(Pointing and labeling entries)
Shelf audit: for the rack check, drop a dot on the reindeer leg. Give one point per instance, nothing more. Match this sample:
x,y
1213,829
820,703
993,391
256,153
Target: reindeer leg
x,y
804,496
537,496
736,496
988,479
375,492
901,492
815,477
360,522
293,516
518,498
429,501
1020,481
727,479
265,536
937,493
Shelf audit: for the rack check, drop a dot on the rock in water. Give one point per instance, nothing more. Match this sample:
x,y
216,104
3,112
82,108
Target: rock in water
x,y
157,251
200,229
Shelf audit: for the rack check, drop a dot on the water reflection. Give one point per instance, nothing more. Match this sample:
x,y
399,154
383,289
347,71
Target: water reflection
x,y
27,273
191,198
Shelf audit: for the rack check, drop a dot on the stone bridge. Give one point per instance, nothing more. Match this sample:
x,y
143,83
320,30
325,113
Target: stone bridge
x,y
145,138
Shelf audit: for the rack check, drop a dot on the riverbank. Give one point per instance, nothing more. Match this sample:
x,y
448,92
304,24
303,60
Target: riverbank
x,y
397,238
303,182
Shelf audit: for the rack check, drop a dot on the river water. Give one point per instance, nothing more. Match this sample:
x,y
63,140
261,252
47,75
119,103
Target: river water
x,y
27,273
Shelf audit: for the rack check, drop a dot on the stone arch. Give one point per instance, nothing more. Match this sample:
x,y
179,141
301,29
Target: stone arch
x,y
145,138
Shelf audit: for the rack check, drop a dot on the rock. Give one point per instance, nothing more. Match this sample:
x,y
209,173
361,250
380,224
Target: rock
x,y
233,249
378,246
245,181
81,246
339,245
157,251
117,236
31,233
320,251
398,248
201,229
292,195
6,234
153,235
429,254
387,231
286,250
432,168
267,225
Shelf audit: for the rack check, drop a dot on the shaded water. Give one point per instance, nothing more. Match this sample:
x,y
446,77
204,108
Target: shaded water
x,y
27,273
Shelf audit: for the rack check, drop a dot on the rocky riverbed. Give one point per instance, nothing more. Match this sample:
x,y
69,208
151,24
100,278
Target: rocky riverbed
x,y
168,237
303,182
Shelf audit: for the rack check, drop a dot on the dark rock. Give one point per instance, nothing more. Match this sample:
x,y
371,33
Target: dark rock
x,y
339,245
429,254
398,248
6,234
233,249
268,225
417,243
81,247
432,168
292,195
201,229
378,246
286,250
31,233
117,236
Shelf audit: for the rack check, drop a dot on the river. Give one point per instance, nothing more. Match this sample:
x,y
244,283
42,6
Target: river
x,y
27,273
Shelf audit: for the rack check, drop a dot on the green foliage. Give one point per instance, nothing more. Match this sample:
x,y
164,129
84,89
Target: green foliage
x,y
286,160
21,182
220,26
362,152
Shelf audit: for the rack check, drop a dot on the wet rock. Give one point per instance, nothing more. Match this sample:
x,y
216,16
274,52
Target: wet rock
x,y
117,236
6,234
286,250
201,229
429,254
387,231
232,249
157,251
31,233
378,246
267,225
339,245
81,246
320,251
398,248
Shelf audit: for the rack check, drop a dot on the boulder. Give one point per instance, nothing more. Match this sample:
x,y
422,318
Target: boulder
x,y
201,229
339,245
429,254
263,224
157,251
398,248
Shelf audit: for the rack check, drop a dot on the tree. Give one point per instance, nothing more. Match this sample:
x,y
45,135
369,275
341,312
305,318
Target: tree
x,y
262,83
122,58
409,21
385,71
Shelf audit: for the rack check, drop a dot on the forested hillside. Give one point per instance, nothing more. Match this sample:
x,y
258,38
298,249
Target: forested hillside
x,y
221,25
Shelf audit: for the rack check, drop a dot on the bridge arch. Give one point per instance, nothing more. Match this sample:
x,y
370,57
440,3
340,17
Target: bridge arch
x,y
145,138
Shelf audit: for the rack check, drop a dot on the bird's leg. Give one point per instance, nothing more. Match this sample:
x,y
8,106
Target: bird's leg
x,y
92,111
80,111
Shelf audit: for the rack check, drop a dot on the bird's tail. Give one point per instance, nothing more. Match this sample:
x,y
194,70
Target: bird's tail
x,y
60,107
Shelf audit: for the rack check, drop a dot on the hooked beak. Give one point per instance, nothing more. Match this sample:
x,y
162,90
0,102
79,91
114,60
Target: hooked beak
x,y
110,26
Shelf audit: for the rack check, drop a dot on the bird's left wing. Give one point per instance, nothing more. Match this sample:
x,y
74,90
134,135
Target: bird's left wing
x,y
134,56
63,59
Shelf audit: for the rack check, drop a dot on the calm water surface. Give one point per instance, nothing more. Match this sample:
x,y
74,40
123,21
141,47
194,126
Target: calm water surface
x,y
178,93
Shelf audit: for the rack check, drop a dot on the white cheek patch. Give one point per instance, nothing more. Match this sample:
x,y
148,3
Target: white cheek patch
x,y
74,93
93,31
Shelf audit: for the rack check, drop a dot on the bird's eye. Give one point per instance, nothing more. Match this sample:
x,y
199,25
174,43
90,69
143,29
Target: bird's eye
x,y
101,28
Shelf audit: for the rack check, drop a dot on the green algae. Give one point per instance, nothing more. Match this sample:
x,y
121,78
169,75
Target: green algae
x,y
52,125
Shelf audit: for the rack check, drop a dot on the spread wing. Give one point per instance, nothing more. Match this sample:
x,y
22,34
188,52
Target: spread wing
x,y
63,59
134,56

* [Given request]
Rewrite the listing from the line with "on the white" through the end of the listing, changing "drop a dot" to "place a marker" and keeping everything else the same.

* [Response to this task]
Shelf audit: for the rack check, place a marker on the white cheek patch. Give one point per instance, nothing more. Match this sample:
x,y
148,3
Target: white cheek patch
x,y
74,93
93,31
Shelf audit: for the rack check, place a marker on the bird's eye. Give one point per instance, nothing more. Match this sample:
x,y
199,25
174,43
90,69
143,29
Target: bird's eye
x,y
101,28
Shelf audit: for the rack check, place a marker on the green algae. Give one point per instance, nothing more. Match this sample:
x,y
121,78
169,75
Target: green algae
x,y
52,125
Shelf audit: for the rack check, place a marker on the spread wing. Give one point per instance, nothing more. Match this sample:
x,y
22,34
188,52
Target: spread wing
x,y
63,59
134,56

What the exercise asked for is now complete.